▶ [Given exercise] Could you reproduce the passage below on the Irisia fragrance, word for word and in full?

▶ [Source extract]
----------------------------------------

Irisia is an homage to iris, the royal flower depicted on the French symbol of the fleur de lis. Fleur de Lis translates to “lily flower,” but the plant depicted in this enduring symbol most closely resembles and is widely believed to be a member of the Iris family.

Irisia is based on the finest iris from Florence. The composition includes bergamot in the top, iris, tubereuse infusion and violet in the heart, on a base of ambergris and amber. Irisia was launched in 1968. The nose behind this fragrance is James Henry Creed Fifth Generation.

----------------------------------------

▶ [Raw records]
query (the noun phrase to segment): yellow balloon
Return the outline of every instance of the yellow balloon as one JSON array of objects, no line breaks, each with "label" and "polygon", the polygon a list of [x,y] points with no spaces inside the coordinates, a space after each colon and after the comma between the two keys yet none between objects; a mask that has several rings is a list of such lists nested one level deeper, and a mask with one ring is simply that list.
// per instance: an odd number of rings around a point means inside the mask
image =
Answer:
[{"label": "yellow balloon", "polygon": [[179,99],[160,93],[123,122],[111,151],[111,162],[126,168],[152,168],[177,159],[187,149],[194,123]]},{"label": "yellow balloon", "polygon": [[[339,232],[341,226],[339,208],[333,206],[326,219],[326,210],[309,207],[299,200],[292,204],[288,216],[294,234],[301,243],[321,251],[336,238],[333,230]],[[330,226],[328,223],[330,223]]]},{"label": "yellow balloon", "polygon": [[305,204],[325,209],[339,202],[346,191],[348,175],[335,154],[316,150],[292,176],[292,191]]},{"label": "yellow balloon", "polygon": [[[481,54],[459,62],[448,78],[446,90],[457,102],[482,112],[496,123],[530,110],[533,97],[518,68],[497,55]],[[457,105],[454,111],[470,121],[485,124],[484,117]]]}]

----------------------------------------

▶ [Written answer]
Irisia is an homage to iris, the royal flower depicted on the French symbol of the fleur de lis. Fleur de Lis translates to “lily flower,” but the plant depicted in this enduring symbol most closely resembles and is widely believed to be a member of the Iris family.

Irisia is based on the finest iris from Florence. The composition includes bergamot in the top, iris, tubereuse infusion and violet in the heart, on a base of ambergris and amber. Irisia was launched in 1968. The nose behind this fragrance is James Henry Creed Fifth Generation.